Kara Walker portrait

Kara Walker’s Great Responsibility

on "Fons Americanus" & The Tate's Colonial History

London is a city in constant celebration of itself. Its memorials to people and events mark many important street corners and squares, they decorate parks and are in themselves, landmarks.

On the steps at the end of King Charles Street, not far from St James’s Park,  stands a memorial to Robert Clive. He is immortalised in military regalia, holding a sword in his left hand. The bronze reliefs on the north, south and east faces of the plinth atop which he strides depict battles waged in the name of the British East India Company. In the instance of this sculpture, Clive, whose actions alongside Warren Hastings are credited as catalysing what would in the next century become British India, is considered a hero.

If you were to walk through the park, along Horse Guards Road before bearing right onto The Mall, you would be greeted by another bronze figure in the image of James Cook. Cook, who is remembered as a naval officer and cartographer (more presumptuously, as an ‘explorer’ rather than imperialist), made three voyages to the Pacific in Britain’s name. These journeys and the maps they produced became central to the subsequent colonisation of the region at European hands.

Clive and Cook—two of many of their kind—stand poised and casual. Their gazes are smug and unflappable—almost facetious—as we continue to celebrate them in death. Quite literally larger-than-life, they preside over a city whose riches were gained by way of exploitation both men can be directly attributed to. Theirs are but a small portion of the legacies we are expected to honour, rather than contest, nevertheless, they stand architecturally, their stone and bronze bodies existing as a part of the city.

### RECORDS SUPPLIED
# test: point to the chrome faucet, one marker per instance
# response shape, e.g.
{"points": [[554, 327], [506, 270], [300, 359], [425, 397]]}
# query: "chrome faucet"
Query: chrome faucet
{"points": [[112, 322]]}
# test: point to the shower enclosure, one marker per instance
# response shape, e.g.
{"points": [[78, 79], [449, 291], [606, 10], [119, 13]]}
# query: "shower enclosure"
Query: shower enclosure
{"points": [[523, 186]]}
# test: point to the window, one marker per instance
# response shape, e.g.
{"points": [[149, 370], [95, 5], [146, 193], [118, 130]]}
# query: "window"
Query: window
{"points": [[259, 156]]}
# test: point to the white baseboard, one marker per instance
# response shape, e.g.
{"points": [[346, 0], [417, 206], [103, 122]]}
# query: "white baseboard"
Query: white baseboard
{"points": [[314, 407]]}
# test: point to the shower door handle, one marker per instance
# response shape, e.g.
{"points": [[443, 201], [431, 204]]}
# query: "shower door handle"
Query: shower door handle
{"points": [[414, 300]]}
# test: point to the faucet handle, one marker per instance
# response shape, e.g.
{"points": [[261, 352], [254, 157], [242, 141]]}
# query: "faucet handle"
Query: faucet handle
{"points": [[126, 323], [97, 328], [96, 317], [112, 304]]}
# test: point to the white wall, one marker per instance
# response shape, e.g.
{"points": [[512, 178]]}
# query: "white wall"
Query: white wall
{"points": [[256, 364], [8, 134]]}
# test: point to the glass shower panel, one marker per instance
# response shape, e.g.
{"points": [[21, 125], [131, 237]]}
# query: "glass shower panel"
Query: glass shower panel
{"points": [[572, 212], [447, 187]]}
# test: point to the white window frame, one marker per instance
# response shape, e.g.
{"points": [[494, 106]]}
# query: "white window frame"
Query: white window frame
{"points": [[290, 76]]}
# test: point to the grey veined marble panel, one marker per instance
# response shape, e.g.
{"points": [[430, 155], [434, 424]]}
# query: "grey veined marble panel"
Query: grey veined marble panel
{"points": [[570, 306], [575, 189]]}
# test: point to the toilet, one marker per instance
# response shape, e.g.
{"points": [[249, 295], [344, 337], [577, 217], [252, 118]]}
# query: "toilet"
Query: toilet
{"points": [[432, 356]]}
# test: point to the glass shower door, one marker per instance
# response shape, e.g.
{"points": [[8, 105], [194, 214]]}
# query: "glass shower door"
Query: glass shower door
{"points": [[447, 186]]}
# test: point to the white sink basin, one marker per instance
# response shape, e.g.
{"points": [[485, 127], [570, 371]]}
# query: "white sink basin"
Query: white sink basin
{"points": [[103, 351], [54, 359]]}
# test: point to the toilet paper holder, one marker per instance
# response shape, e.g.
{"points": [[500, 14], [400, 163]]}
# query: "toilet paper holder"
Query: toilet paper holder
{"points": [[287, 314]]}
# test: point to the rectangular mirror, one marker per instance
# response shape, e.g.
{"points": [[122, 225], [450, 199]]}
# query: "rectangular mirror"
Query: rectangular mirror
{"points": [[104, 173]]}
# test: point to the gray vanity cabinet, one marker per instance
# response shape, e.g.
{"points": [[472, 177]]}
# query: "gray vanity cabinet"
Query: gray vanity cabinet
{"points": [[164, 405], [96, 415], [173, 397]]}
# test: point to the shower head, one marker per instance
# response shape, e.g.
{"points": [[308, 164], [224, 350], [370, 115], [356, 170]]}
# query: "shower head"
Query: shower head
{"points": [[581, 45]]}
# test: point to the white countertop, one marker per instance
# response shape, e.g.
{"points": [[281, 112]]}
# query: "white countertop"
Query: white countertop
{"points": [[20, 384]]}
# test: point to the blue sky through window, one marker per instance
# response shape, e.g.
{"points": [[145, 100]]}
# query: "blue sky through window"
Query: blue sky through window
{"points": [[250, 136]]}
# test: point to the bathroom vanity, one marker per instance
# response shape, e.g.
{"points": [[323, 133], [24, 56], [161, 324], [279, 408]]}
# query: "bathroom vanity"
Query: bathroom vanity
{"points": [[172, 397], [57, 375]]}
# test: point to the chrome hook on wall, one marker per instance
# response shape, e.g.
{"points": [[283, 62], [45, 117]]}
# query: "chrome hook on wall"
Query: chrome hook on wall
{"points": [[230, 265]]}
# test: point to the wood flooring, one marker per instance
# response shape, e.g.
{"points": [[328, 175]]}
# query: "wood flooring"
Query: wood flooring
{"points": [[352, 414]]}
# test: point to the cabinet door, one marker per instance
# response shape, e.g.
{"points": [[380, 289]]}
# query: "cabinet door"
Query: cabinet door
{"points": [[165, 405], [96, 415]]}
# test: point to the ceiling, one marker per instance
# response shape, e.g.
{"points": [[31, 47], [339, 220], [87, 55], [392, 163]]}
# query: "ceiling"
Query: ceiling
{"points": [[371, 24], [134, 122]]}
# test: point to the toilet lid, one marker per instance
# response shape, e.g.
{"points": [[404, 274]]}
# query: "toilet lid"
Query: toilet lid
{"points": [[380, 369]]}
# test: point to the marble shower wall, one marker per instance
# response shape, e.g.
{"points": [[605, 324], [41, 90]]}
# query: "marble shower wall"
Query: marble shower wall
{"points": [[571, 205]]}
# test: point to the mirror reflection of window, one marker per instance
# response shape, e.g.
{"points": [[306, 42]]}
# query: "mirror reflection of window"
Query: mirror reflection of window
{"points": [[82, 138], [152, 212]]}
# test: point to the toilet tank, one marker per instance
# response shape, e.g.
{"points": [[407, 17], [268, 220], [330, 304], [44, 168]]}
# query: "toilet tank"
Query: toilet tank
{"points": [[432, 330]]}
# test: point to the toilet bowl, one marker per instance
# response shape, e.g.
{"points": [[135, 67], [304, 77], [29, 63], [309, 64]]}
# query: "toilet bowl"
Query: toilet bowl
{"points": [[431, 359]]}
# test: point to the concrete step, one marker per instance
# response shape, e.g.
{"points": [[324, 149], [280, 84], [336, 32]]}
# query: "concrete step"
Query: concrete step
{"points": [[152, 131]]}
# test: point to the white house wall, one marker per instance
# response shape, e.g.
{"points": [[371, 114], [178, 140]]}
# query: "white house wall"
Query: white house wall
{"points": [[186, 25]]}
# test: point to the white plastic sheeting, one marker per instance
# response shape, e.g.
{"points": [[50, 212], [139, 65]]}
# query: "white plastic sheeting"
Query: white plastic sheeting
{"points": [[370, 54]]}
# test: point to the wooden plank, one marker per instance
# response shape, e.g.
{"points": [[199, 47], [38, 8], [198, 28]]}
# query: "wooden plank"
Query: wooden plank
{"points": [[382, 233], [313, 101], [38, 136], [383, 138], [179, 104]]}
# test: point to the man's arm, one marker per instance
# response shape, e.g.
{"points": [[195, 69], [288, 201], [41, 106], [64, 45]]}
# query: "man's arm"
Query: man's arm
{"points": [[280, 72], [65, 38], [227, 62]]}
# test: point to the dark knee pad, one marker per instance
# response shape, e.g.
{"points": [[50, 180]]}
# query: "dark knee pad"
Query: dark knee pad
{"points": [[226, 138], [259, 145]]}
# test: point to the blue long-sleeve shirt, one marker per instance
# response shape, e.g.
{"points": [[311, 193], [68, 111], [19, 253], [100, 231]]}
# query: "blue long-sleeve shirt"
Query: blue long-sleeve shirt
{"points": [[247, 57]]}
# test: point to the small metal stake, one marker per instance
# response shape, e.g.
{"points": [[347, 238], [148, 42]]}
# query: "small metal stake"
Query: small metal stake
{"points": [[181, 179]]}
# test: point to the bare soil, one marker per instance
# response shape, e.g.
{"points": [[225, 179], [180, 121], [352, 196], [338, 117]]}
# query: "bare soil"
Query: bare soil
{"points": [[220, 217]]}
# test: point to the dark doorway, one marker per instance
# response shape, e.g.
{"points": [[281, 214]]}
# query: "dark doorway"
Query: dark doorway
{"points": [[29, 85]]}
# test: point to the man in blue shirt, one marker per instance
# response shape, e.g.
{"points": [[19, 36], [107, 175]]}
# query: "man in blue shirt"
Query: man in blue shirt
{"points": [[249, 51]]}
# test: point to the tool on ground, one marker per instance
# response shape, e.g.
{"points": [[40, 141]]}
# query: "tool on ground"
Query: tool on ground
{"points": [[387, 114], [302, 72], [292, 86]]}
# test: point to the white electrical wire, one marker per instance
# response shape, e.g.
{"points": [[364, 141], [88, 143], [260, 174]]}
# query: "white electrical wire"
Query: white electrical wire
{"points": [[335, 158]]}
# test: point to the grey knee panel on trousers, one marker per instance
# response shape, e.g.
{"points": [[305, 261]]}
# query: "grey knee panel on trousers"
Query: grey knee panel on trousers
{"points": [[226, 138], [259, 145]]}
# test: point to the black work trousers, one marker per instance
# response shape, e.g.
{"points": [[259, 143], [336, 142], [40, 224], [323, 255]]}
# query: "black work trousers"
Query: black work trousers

### TASK INSTRUCTIONS
1. In the records, swap "bare soil" for "loose earth" across the stretch from the line containing "# test: point to the blue long-sleeve" through the end of the records. Return only those lines, with everything else unchanged.
2. Extend the essay on London's colonial memorials past its final paragraph.
The essay on London's colonial memorials and the records are unrelated material.

### ANSWERS BY TASK
1.
# test: point to the blue long-sleeve shirt, one marker per instance
# response shape, e.g.
{"points": [[311, 193], [68, 111], [19, 253], [100, 231]]}
# query: "blue long-sleeve shirt"
Query: blue long-sleeve shirt
{"points": [[247, 57]]}
# test: point to the small metal stake, one marker per instance
# response shape, e.g.
{"points": [[347, 238], [148, 42]]}
# query: "small metal stake"
Query: small metal stake
{"points": [[181, 179]]}
# test: point to the loose earth, one marker per instance
# response shape, e.g.
{"points": [[225, 179], [180, 121], [352, 196], [338, 117]]}
# query: "loose earth"
Query: loose earth
{"points": [[220, 217]]}
# test: point to the dark doorway, one marker per instance
# response shape, e.g.
{"points": [[281, 214]]}
# query: "dark doorway"
Query: dark doorway
{"points": [[29, 85]]}
# test: point to the man in blue shirt, one marker per instance
# response shape, e.g.
{"points": [[19, 36], [107, 175]]}
# query: "man in blue shirt"
Query: man in blue shirt
{"points": [[249, 51]]}
# test: point to the tool on ground, one marker per instance
# response shape, e.g.
{"points": [[40, 141]]}
# query: "tool on ground"
Query: tool on ground
{"points": [[387, 114], [302, 72], [292, 86]]}
# test: point to the white electrical wire, one marker per instance
# response shape, e.g.
{"points": [[364, 141], [88, 143], [260, 174]]}
# query: "white electrical wire"
Query: white electrical wire
{"points": [[335, 158]]}
# test: point to the grey knee panel on trousers, one marker per instance
# response shape, e.g.
{"points": [[305, 261]]}
# query: "grey knee panel on trousers"
Query: grey knee panel on trousers
{"points": [[226, 138], [259, 145]]}
# test: point to the black work trousers, one marker per instance
# response shape, e.g.
{"points": [[259, 143], [336, 142], [40, 224], [323, 255]]}
# query: "black work trousers"
Query: black work trousers

2.
Kara Walker "Insurrection"
Kara Walker
“Insurrection! (Our Tools Were Rudimentary, Yet We Pressed On)” 2000
Cut paper and projection on wall
Photo: Ellen Labenski
© Kara Walker

Kara Walker first saw the Queen Victoria Memorial from the window of a taxi. The California-born multidisciplinary artist was on her way to Heathrow Airport, having just been commissioned to produce the Tate Modern’s annual Turbine Hall installation. This memorial (about fifteen minutes walk down The Mall from those of Clive and Cook) remembers Queen Victoria, the first Empress of India, who sits among a cohort of figures—Courage, Truth, Justice, to name a few—in marble and guilt. The sculptural group, which was dedicated in 1911, remains one of the city’s more iconic memorials. “I hadn’t even seen it before” recalled the artist in conversation with The New York Time’s Siddhartha Mitter. Walker took the image of her encounter with Victoria back to her Brooklyn studio.

Walker is best known for producing figures reminiscent of the image of the Antebellum South. It is typical of her work to consider race, oppression, and labour. Her large-scale installations consider the American psyche (or distinct lack thereof). They are, as artworks, inherently decolonial, though it is her point of considering the very nature of her materials and the buildings in which they are to be housed that renders her installations both uncanny and brilliant.

From May through July 2014, Walter installed A Subtlety (also known as the Marvelous Sugar Baby) in the disused Domino Sugar Factory in Williamsburg, Brooklyn. The sculptural group was dominated by a central figure, a huge alabaster-white rendition of a woman, an older, black woman, a “Mammy” figure who lies on her forearms, like a Sphinx, nude but for a scrap of fabric tied around her head. She is turgid, unfeminine and unmoveable, so candidly evoking Hattie McDaniel’s eponymous character from her Oscar-winning performance in Gone With the Wind (1939). Eighty tonnes of bleached sugar were used to form Mammy the Sphinx, and she is watched upon by “attendants,” fifteen would-be decorative readymade blackamoors. In the factory, it became an installation of figurative irony. “The sphinx crouches in a position that’s regal and yet totemic of subjugation—she is ‘beat down’ but standing.” wrote Hilton Als in The New Yorker.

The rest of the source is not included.